Challenge: Identify every line of the material below that contains the string "white", treating uppercase and lowercase letters as distinct, and copy each such line in full.

Task material:
######

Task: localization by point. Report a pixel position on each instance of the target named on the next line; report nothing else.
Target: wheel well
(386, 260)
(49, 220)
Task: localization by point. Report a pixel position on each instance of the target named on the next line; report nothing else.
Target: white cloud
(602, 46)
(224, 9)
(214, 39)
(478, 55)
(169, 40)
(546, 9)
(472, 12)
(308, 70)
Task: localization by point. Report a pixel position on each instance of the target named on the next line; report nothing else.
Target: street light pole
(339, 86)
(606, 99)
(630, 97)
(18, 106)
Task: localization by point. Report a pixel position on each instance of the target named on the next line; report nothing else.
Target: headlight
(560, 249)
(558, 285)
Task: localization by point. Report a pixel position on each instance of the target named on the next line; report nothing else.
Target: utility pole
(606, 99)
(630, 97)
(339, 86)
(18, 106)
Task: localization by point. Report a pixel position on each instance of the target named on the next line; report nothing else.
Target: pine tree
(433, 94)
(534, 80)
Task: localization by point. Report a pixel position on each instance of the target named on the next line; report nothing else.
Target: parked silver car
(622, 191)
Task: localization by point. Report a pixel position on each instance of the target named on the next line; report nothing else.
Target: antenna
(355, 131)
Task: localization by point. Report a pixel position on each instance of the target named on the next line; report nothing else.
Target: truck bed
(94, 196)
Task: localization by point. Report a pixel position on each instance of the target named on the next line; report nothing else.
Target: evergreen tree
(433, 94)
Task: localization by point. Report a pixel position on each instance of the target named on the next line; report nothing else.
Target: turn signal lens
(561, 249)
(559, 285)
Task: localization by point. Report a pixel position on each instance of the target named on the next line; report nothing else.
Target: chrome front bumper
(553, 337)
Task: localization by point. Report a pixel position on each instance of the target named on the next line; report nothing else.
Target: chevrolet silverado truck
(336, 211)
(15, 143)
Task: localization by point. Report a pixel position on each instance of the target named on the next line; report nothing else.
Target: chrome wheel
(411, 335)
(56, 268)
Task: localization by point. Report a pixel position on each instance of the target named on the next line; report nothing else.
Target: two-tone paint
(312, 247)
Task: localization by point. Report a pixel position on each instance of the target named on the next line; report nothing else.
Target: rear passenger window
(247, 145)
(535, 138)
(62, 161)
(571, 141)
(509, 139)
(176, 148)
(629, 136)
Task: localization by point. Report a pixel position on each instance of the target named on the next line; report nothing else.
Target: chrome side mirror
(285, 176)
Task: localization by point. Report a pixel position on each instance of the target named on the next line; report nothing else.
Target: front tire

######

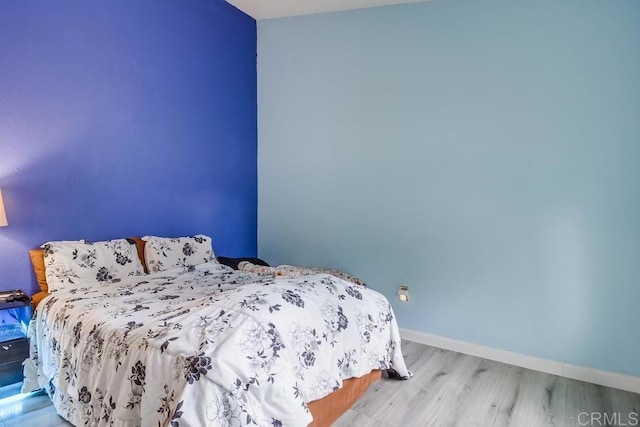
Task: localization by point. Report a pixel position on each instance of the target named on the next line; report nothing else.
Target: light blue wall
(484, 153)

######

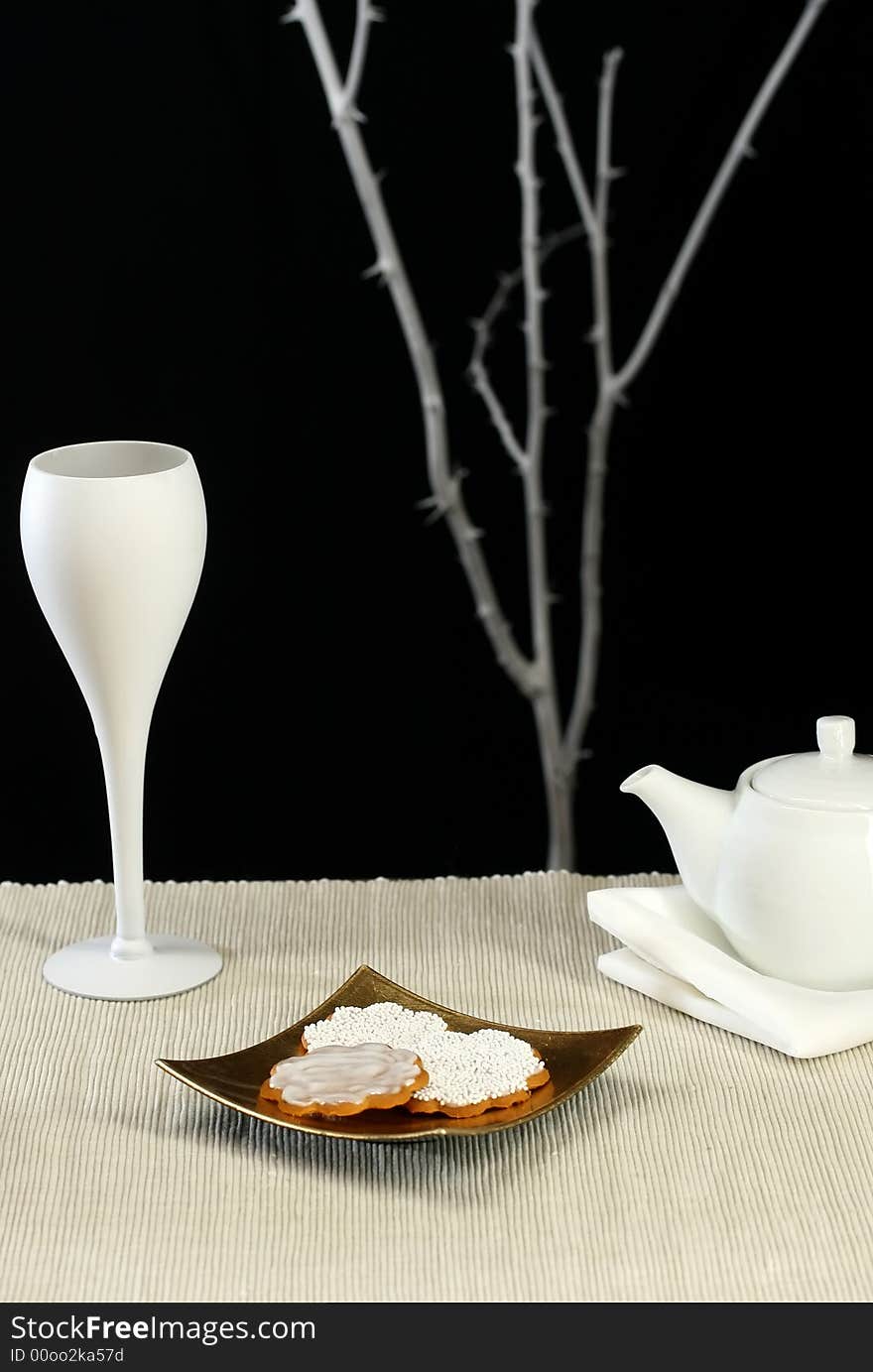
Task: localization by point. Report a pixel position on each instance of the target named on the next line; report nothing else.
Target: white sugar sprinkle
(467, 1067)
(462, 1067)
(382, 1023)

######

Answer in full:
Target: white cloud
Target: white sugar sprinkle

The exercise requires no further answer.